**Problem**
Output all of the lines below as a two-column CSV with the headers instruction and coordinates. Put the text in the first column and its coordinates in the second, quoting each field and replacing line breaks with spaces.

**Data supplied**
"""

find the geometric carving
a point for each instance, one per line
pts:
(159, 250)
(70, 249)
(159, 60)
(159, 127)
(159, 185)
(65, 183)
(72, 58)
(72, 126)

"""

**Response to this exercise**
instruction,coordinates
"find the geometric carving a point for each instance, one per line pts:","(159, 250) (70, 249) (159, 60) (159, 127) (159, 185) (65, 183) (72, 58) (72, 126)"